*** Opening THE RECORDS ***
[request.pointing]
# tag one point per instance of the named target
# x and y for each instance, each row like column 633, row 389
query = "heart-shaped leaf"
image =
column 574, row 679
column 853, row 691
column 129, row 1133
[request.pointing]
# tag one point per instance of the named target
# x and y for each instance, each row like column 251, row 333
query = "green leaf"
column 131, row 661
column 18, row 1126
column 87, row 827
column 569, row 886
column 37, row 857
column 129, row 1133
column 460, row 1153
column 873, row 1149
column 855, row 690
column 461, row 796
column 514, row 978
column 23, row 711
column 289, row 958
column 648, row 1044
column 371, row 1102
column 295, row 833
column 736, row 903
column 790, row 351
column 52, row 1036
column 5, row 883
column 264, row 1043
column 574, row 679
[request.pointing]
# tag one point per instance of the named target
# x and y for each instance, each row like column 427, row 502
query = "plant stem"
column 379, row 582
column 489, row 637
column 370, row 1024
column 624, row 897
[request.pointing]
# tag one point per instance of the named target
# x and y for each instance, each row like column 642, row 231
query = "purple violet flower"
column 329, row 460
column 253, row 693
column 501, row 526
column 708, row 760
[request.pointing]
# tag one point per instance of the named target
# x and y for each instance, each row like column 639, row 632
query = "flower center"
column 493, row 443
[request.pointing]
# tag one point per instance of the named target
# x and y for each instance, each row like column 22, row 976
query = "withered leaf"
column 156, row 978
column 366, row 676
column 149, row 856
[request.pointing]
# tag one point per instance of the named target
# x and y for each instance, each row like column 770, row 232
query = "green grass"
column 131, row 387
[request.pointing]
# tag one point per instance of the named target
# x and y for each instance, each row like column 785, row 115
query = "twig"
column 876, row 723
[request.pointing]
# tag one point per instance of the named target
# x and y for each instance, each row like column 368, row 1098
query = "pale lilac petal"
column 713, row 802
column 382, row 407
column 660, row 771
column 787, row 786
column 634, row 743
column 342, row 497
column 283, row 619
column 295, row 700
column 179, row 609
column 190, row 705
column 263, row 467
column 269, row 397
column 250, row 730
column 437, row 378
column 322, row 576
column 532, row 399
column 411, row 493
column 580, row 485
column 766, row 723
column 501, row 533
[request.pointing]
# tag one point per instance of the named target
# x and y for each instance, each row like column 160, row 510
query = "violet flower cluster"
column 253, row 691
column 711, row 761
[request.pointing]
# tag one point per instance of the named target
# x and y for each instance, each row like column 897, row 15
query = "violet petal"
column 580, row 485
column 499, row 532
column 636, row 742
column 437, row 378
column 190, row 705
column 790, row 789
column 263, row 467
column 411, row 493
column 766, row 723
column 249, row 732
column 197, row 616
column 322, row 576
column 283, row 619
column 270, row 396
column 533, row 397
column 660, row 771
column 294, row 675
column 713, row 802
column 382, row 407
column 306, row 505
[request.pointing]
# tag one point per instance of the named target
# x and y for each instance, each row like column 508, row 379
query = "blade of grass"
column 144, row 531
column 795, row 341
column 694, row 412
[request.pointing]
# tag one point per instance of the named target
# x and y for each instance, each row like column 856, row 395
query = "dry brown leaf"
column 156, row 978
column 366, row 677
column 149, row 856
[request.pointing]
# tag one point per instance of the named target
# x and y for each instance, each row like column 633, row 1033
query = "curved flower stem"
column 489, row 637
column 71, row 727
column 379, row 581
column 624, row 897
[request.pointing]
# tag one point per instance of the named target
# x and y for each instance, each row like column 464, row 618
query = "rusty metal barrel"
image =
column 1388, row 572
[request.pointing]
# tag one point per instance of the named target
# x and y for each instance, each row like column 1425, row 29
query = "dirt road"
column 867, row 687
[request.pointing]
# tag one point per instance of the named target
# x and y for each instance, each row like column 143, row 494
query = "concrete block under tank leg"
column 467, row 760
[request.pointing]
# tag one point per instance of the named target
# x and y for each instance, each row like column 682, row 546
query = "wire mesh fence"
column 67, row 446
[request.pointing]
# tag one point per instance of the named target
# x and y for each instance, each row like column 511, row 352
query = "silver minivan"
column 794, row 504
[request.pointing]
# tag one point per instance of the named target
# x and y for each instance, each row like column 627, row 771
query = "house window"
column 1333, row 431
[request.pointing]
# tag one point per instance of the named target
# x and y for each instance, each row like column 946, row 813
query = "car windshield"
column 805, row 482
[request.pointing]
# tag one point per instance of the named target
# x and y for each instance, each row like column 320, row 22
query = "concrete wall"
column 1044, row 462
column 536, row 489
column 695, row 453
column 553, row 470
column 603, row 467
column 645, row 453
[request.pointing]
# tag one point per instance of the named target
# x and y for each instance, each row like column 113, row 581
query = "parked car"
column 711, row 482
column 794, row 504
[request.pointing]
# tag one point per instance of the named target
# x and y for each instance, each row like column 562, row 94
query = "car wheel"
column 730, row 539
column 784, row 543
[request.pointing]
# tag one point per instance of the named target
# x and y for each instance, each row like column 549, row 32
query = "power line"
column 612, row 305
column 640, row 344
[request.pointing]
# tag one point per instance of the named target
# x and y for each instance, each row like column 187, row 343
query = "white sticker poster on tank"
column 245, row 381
*** Closing THE RECORDS ***
- _TASK OBJECTIVE_
What you return must match the listing above exactly, with every line included.

- _ANSWER TO THIS EXERCISE_
[request.pointing]
# tag one point per instance of the named target
# x and y for each instance, each row like column 633, row 389
query = "heart-shaped leaf"
image =
column 574, row 679
column 853, row 691
column 129, row 1133
[request.pointing]
# tag one point per instance of the named target
# x and y for each instance, each row like column 251, row 333
query = "green leaf"
column 131, row 661
column 18, row 1126
column 87, row 827
column 569, row 886
column 37, row 857
column 129, row 1133
column 460, row 1153
column 873, row 1149
column 855, row 690
column 461, row 796
column 514, row 978
column 23, row 711
column 289, row 958
column 648, row 1044
column 371, row 1102
column 295, row 833
column 736, row 903
column 790, row 351
column 52, row 1036
column 5, row 883
column 264, row 1043
column 574, row 679
[request.pointing]
# tag one point per instance of the named target
# x and y for each instance, each row like column 427, row 502
query = "plant stem"
column 379, row 582
column 489, row 637
column 370, row 1024
column 624, row 897
[request.pointing]
# tag one point per instance of the named target
# x and y for each instance, each row like column 642, row 231
query = "purple violet flower"
column 329, row 460
column 253, row 693
column 501, row 526
column 708, row 760
[request.pointing]
# tag one point per instance of the named target
# x and y for each instance, each row like column 639, row 632
query = "flower center"
column 493, row 443
[request.pointing]
# tag one point per instance of the named target
# x and y for each instance, each row like column 22, row 976
query = "withered leaf"
column 156, row 978
column 366, row 676
column 149, row 856
[request.pointing]
# tag one point per instance of the named target
# x and y for each instance, each row like column 770, row 232
query = "green grass"
column 131, row 387
[request.pointing]
# tag one point per instance of the named target
# x and y for each instance, each row like column 785, row 115
query = "twig"
column 876, row 723
[request.pointing]
# tag one point per instance of the named target
# x and y for each instance, each row like column 368, row 1098
query = "pale lilac petal"
column 713, row 802
column 382, row 407
column 660, row 771
column 787, row 786
column 634, row 743
column 342, row 497
column 283, row 619
column 295, row 700
column 179, row 609
column 190, row 705
column 263, row 467
column 269, row 397
column 250, row 730
column 437, row 378
column 322, row 576
column 532, row 399
column 411, row 493
column 580, row 485
column 766, row 723
column 501, row 533
[request.pointing]
# tag one point per instance of the named target
# x and y for each instance, each row like column 160, row 510
query = "violet flower cluster"
column 253, row 691
column 711, row 761
[request.pointing]
# tag one point per instance of the named target
# x and y for each instance, each row like column 897, row 15
query = "violet petal"
column 580, row 485
column 499, row 532
column 636, row 742
column 437, row 378
column 190, row 705
column 790, row 789
column 263, row 467
column 411, row 493
column 766, row 723
column 249, row 732
column 197, row 616
column 322, row 576
column 283, row 619
column 270, row 396
column 533, row 397
column 660, row 771
column 294, row 675
column 713, row 802
column 382, row 407
column 306, row 505
[request.pointing]
# tag one point per instance of the named target
# x and y for each instance, each row like column 508, row 379
query = "blade of grass"
column 144, row 531
column 795, row 341
column 694, row 412
[request.pointing]
# tag one point per instance of the named target
# x and y for each instance, each row like column 856, row 395
query = "dry brown leaf"
column 156, row 978
column 366, row 677
column 149, row 856
[request.pointing]
# tag one point per instance of the named target
# x and y for each instance, each row like column 633, row 1033
query = "curved flower stem"
column 489, row 637
column 71, row 727
column 379, row 581
column 624, row 897
[request.pointing]
# tag one point per instance of the named target
# x and y for each instance, each row like column 464, row 618
query = "rusty metal barrel"
image =
column 1388, row 572
[request.pointing]
# tag one point per instance of the named target
# x and y for each instance, each row like column 1425, row 29
query = "dirt road"
column 867, row 687
[request.pointing]
# tag one point per instance of the named target
# x and y for each instance, each row like column 143, row 494
query = "concrete block under tank leg"
column 467, row 760
[request.pointing]
# tag one point per instance of the named target
# x and y for each instance, each row like column 682, row 546
query = "wire mesh fence"
column 67, row 446
[request.pointing]
# tag one point per instance of the named target
# x and y for each instance, each row like column 511, row 352
query = "silver minivan"
column 794, row 504
[request.pointing]
# tag one point per instance of the named target
# x and y for each instance, each row like column 627, row 771
query = "house window"
column 1333, row 431
[request.pointing]
# tag one point per instance of the named target
# x and y for each instance, each row like column 946, row 813
query = "car windshield"
column 805, row 482
[request.pointing]
# tag one point per instance of the named target
# x and y for each instance, each row like column 320, row 22
query = "concrete wall"
column 1044, row 462
column 536, row 489
column 695, row 453
column 553, row 470
column 603, row 467
column 645, row 453
[request.pointing]
# tag one point per instance of the named target
# x and y for each instance, each row like column 113, row 581
query = "parked car"
column 711, row 482
column 794, row 504
[request.pointing]
# tag one point per instance of the named target
# x and y for each instance, each row like column 562, row 94
query = "car wheel"
column 730, row 539
column 784, row 543
[request.pointing]
# tag one point per instance of the named target
# x and y for each instance, each row like column 549, row 32
query = "power line"
column 612, row 305
column 640, row 344
[request.pointing]
# tag one point per instance of the named target
# x and y for each instance, each row like column 187, row 343
query = "white sticker poster on tank"
column 245, row 381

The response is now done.